§ **Provided records**
········
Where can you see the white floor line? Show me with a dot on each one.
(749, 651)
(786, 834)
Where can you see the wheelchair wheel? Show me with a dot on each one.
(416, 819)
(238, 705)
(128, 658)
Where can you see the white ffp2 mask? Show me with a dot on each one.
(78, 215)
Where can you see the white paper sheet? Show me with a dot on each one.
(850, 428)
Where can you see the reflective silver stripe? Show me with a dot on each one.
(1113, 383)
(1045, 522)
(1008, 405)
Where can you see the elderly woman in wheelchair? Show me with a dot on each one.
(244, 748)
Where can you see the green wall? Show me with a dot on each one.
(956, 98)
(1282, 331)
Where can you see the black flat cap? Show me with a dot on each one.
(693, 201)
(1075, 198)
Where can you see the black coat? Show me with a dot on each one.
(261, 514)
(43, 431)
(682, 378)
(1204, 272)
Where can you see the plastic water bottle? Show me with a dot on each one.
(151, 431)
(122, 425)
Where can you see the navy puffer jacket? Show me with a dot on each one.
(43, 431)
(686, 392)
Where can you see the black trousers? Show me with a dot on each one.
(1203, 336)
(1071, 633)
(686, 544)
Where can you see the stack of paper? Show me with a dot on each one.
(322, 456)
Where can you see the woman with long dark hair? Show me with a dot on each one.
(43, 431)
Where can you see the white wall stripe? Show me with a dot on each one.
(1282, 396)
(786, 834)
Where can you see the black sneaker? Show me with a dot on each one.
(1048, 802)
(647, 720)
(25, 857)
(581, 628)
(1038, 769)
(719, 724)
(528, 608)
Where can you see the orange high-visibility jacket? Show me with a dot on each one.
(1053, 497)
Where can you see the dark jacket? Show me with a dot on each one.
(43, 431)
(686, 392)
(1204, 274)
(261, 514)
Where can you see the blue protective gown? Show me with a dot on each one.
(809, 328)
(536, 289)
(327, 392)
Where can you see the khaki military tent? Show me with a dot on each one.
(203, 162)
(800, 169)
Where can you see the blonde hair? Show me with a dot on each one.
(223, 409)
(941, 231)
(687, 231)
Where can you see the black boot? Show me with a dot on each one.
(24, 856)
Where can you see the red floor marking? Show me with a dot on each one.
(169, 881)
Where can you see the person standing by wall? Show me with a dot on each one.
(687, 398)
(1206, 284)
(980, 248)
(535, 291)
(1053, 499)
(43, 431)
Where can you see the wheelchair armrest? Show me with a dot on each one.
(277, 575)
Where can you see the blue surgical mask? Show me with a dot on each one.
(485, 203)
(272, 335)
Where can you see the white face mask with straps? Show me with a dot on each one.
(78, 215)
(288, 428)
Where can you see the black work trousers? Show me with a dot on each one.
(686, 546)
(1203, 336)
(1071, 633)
········
§ **The task**
Can you swap "black sneaker" for "dark running shoe" and give back the stretch of the material from the line containing "Where can you see the elderly" through the line containing "(1053, 497)", with everything else left as is?

§ **Exercise output**
Where can you see the elderly woman in wheelchair? Show me with a dot on each one.
(244, 748)
Where can you see the green wall? Show me with a dot on each one.
(956, 98)
(1282, 331)
Where can you see the black flat cap? Show me with a dot on each one.
(693, 201)
(1075, 198)
Where can you see the black coat? Show me with a dot on each one.
(261, 514)
(43, 431)
(682, 378)
(1204, 272)
Where can you see the plastic water bottle? Show me with a dot on each one.
(151, 431)
(122, 425)
Where can you see the navy puffer jacket? Show me with a dot on each one.
(43, 431)
(686, 392)
Where can you see the black trousers? Show me with a dot on each one.
(1203, 336)
(1071, 633)
(686, 544)
Where can you see the stack of paper? Show me with a dot on each one.
(322, 456)
Where can you see the woman with long dark hair? Show me with a dot on each one.
(43, 431)
Where can you see the white wall stripe? Show me with a dot on each one.
(1282, 396)
(786, 834)
Where can you see the dark running shoe? Show me with a dot on each one.
(1048, 802)
(647, 720)
(25, 857)
(581, 628)
(1038, 769)
(719, 724)
(528, 608)
Where can you see the orange high-visibility jacket? Show me with a dot on each one.
(1053, 497)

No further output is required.